Rows from a dataset
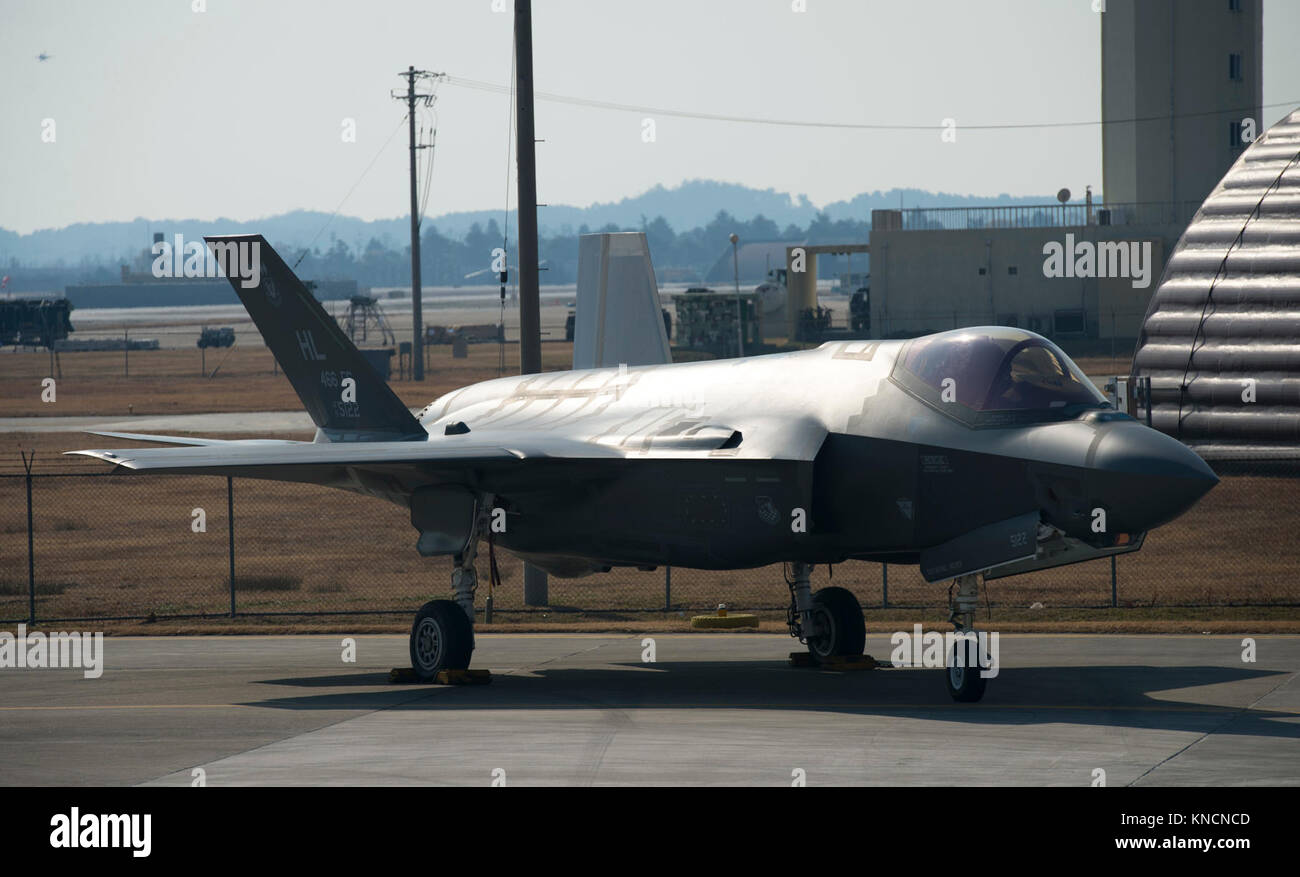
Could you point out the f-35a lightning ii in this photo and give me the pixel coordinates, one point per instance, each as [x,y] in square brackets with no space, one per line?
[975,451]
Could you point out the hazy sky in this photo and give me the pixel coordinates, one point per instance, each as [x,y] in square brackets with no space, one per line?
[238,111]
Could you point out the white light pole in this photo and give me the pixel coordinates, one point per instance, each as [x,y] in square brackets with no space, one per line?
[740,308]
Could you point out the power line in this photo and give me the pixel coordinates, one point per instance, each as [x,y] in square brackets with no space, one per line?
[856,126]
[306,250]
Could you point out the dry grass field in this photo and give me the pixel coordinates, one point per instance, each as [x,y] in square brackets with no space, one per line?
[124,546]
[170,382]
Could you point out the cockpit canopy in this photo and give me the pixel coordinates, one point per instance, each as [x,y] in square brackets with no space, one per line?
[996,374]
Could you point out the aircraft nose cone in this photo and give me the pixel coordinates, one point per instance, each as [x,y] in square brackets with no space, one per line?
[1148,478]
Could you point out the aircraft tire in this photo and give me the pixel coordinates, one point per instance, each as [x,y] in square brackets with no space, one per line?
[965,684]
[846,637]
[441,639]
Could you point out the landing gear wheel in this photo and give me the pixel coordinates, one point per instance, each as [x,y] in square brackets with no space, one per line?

EXERCISE DESCRIPTION |
Restate each entry word for word, please, but drop any images it holds.

SOLUTION FOR THIS PROBLEM |
Could you point out the f-35a lightning ii in this photo and give me the pixel coordinates, one point per instance, each as [x,y] in square brackets with no space, one per line?
[975,451]
Could you point out the hazy sky in this photo and give me the pixel coordinates, one point per instance, each as [x,y] in square brackets with no space, one per line?
[238,111]
Could you point out the white light pole in this photo and give me the pixel coordinates, one point per instance, each as [x,y] in square brackets with no space, one per line?
[740,308]
Could you point out the power line in this photo and give me the pixel coordinates, one point per instance, each as [x,y] in square brackets with no space, one per line?
[856,126]
[306,250]
Could you point out the dry grass field in this photo and give me the pixel coordinates, one point per instance, each as [x,y] in square brackets with no space, one per line?
[124,546]
[170,382]
Could you point out the cockpit canopy in this photo and give me the pixel coordinates, one point per instance, each as [x,y] in square brackets with no space, one per line?
[996,374]
Could you point out the aircraft nose cone in this photo and give me the pixel coordinates, one point per instance, each as [x,y] in square brackets with no space, one per line?
[1148,478]
Could you point out the aircraft tire in this photo and give me the pixel coordinates, one point per instance, each as [x,y] in square brackets with no space, one per line?
[965,684]
[846,637]
[441,639]
Could you point out the landing gear wheel in this photo and give me the pixel coordinates, one point per instance, each as [x,y] in square brackets with no space, one per line?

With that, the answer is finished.